Copie à letra o trecho do texto sobre o incêndio que começa em "Sónia Alves, da" e segue até "azar de outros.".

EXCERTO DA PÁGINA ::
◆ ◆ ◆ ◆
Quando Jorge fala, num lamento que lhe sai de forma automática e com uma cadência que parece nascer de partes iguais de cansaço e desespero, começa a chover. Primeiro, umas gotas miúdas. Depois, pingos mais grossos, que certificam que a chuva não vai ser passageira. “Vamos lá ver se isto ajuda, vamos lá ver”, diz Jorge. Agora, já sorri, mas o pessimismo que ainda lhe lateja na cabeça parece obrigá-lo a dominar esse sentimento. “A gente tem de esperar sempre o pior”, diz. “Mas pode ser que hoje já vá à cama.”

Duas horas mais tarde, ainda com a chuva a cair com força, não havia sinal das chamas que Jorge vigiava. Na sua casa, não se via nenhuma luz. Devia estar a dormir.

“Eu olho para o que ainda está verde e parece que fico agoniada”

Sónia Alves, da aldeia da Prova, também não sabe o que é dormir desde que, ao início da noite de domingo, foi acordada pelos gritos da sua vizinha. “Há fogo! Está tudo a arder!”, dizia a vizinha do lado, que a chamava. Sónia saiu do sofá, onde estava deitada com o filho de seis anos, e correu para a rua. As chamas estavam nas costas da aldeia. “Felizmente, o vento foi de cá para lá e afastou as chamas”, diz, levantando as sobrancelhas, como quem sabe que a sua sorte foi o azar de outros.

Sónia Alves vive na aldeia da Prova, em Vouzela @João Porfírio/ Observador

Enrolada numa manta, vestida com as roupas de casa e um casaco por cima, Sónia vê à distância de 20 metros as chamas que ainda lhe podem ameaçar a casa. Já são quase 02h00, mas o alívio ainda não chegou. De longe, só a luz das chamas lhe permite ver, por breves instantes, o marido. Está, com outras pessoas, a tentar apagar o fogo como podem. Uns, pegam em ramos de árvores e batem com eles em cima das chamas mais rasteiras. Outros, lançam baldes de água para as labaredas mais altas. Apesar de tudo, o ambiente é de calma. “Isto ontem foi muito pior”, assegura Sónia. “Mas a gente preocupa-se sempre, não há maneira de a gente dormir até ver isto tudo apagado”, diz. O filho, para já, dorme num carro de uma amiga de Sónia, que toma conta dele. É o primeiro repouso que a criança de seis anos tem. “Ele ficou muito preocupado, ficou muito, muito mal. Percebeu tanto o perigo disto como nós.”
◆ ◆ ◆ ◆
DADOS ::
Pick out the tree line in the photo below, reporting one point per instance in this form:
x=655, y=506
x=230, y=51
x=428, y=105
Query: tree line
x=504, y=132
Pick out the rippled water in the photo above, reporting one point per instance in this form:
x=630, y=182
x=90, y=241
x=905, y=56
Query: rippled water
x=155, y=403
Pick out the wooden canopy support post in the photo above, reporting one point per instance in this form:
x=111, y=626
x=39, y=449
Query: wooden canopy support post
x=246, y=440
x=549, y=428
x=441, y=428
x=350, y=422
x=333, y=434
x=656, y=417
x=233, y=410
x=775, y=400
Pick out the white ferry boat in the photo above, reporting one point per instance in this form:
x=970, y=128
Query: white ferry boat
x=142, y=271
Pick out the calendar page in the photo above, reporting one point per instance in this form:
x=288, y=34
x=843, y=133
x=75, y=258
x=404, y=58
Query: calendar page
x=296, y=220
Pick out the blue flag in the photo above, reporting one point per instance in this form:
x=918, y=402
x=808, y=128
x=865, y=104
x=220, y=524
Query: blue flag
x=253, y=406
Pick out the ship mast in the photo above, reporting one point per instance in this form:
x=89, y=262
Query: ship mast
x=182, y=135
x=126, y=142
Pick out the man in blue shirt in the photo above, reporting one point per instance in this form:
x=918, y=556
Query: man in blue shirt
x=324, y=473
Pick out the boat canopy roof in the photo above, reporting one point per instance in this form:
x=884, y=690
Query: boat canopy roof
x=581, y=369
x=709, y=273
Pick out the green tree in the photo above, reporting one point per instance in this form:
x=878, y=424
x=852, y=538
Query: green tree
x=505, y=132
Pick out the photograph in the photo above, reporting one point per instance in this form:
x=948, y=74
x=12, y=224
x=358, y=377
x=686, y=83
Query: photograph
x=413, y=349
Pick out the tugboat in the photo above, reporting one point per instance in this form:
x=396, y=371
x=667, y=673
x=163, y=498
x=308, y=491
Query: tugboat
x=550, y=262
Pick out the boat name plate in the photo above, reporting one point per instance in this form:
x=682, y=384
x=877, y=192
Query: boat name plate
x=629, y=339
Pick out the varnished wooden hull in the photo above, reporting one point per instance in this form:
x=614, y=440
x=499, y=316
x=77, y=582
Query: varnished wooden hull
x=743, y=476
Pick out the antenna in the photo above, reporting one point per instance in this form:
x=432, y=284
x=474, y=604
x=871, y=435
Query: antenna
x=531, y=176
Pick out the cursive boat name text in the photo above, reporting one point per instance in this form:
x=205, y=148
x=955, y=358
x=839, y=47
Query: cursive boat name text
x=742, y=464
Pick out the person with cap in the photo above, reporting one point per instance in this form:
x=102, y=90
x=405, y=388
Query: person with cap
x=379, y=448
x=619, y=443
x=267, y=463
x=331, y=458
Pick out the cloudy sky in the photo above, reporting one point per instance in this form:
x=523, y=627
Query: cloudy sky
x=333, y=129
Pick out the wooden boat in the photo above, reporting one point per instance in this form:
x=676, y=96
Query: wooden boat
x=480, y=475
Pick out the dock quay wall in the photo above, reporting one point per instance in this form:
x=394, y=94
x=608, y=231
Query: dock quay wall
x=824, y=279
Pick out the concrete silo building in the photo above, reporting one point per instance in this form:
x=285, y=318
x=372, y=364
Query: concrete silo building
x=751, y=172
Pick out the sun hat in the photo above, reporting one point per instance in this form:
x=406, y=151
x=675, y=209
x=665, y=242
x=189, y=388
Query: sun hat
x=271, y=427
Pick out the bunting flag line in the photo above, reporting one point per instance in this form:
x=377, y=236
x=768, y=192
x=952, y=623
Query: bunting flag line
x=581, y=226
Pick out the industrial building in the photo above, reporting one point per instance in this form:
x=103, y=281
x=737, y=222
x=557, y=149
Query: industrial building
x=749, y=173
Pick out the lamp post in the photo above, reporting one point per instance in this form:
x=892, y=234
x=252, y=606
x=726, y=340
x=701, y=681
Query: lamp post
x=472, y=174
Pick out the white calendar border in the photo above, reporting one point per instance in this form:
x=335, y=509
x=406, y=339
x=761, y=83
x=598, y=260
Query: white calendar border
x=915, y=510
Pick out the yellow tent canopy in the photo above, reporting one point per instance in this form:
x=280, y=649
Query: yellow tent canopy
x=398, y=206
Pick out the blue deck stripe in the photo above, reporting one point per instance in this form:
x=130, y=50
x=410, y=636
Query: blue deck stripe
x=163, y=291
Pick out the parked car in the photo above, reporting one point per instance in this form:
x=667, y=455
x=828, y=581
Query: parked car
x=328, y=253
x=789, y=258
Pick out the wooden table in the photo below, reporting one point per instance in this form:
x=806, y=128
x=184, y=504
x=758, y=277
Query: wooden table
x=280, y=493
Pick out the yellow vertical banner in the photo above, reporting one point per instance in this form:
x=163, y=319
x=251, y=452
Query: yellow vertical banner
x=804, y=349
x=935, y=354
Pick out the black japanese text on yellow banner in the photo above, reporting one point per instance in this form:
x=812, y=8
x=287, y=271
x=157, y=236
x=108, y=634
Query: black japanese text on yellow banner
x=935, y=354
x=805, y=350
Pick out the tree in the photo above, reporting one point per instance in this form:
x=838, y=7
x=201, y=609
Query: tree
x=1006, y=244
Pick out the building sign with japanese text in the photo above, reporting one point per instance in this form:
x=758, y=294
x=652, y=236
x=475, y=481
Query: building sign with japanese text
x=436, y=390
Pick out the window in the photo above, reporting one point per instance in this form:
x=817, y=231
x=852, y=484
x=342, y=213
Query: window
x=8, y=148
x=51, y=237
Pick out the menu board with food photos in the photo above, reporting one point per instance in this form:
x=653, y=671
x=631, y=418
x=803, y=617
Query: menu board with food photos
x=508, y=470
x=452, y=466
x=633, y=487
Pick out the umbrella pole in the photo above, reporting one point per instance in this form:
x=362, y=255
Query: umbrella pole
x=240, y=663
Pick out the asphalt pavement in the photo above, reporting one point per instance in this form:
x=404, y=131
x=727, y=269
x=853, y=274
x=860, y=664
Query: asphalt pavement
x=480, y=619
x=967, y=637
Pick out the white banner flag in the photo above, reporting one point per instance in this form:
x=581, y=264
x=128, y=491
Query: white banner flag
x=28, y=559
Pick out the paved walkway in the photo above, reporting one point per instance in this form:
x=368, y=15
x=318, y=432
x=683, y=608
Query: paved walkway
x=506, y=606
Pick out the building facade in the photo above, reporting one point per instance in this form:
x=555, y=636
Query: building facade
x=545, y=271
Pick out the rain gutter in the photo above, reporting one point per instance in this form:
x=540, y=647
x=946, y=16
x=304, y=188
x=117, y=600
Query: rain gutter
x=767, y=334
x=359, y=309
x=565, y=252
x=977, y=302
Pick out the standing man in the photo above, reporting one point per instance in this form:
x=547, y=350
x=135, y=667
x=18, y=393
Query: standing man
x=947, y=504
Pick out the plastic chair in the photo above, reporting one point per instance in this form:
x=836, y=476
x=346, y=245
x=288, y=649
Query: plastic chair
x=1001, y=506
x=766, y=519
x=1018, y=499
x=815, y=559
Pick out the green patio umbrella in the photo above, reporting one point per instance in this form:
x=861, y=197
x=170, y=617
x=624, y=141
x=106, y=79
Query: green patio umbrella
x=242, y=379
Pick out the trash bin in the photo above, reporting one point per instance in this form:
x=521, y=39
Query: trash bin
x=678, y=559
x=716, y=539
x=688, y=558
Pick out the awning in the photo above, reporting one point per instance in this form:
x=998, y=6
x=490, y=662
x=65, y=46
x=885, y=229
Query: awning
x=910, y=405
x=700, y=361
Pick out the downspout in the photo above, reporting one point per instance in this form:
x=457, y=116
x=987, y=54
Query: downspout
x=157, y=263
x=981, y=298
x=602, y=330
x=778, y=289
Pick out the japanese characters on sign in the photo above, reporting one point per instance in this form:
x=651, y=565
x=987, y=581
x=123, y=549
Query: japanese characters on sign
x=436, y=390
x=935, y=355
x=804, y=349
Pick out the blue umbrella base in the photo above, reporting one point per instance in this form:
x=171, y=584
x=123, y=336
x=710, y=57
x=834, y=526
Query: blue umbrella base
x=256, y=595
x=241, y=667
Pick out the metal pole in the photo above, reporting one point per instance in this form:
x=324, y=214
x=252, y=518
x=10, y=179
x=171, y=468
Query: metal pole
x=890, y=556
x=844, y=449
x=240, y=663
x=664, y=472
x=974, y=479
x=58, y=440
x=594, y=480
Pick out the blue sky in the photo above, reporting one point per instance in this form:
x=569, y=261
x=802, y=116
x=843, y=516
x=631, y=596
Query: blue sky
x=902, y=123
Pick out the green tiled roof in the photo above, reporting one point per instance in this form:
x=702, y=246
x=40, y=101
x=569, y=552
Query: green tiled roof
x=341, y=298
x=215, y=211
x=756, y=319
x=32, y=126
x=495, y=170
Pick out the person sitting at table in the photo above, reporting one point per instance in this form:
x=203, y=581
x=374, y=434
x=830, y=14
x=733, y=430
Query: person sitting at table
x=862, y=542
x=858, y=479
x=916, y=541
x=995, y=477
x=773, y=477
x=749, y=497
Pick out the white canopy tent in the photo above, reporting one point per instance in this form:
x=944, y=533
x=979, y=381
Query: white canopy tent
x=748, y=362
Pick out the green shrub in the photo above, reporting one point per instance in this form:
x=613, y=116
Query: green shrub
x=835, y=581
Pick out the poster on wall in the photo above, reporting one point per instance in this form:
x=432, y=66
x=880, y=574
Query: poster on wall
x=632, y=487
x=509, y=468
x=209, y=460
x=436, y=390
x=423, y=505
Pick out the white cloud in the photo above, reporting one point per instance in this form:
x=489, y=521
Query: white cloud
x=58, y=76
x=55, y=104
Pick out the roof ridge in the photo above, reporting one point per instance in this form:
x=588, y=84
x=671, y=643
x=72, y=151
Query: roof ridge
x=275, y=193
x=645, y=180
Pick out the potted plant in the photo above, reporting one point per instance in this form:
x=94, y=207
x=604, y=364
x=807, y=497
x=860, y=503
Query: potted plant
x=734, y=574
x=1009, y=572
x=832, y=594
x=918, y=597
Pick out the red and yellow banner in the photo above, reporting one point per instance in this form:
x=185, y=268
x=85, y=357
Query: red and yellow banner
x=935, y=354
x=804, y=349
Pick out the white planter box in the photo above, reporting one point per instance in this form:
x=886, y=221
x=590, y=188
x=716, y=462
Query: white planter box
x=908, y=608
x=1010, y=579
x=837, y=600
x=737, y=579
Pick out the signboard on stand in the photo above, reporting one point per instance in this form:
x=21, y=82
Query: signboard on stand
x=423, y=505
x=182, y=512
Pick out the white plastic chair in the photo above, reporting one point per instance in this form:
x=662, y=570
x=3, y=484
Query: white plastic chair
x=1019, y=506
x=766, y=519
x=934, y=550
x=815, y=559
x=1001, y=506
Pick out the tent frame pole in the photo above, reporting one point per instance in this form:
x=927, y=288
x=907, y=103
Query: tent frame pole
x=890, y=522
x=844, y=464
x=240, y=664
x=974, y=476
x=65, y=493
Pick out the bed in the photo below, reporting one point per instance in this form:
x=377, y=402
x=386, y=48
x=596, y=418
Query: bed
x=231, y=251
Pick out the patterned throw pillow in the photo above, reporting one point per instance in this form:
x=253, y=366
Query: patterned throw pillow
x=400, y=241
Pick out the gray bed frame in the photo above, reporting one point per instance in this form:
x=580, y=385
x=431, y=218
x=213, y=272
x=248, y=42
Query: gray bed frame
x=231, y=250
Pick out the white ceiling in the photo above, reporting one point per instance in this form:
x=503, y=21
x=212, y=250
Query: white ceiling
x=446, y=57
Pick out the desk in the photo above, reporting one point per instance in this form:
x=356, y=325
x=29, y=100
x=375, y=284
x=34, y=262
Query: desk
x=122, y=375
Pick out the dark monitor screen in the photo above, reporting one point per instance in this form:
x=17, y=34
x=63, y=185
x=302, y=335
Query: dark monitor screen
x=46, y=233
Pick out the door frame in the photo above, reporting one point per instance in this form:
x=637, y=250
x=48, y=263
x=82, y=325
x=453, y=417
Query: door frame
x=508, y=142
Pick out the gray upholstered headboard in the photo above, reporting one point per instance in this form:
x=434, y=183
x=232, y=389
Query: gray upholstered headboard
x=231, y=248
◆ ◆ ◆ ◆
RESULTADO ::
Sónia Alves, da aldeia da Prova, também não sabe o que é dormir desde que, ao início da noite de domingo, foi acordada pelos gritos da sua vizinha. “Há fogo! Está tudo a arder!”, dizia a vizinha do lado, que a chamava. Sónia saiu do sofá, onde estava deitada com o filho de seis anos, e correu para a rua. As chamas estavam nas costas da aldeia. “Felizmente, o vento foi de cá para lá e afastou as chamas”, diz, levantando as sobrancelhas, como quem sabe que a sua sorte foi o azar de outros.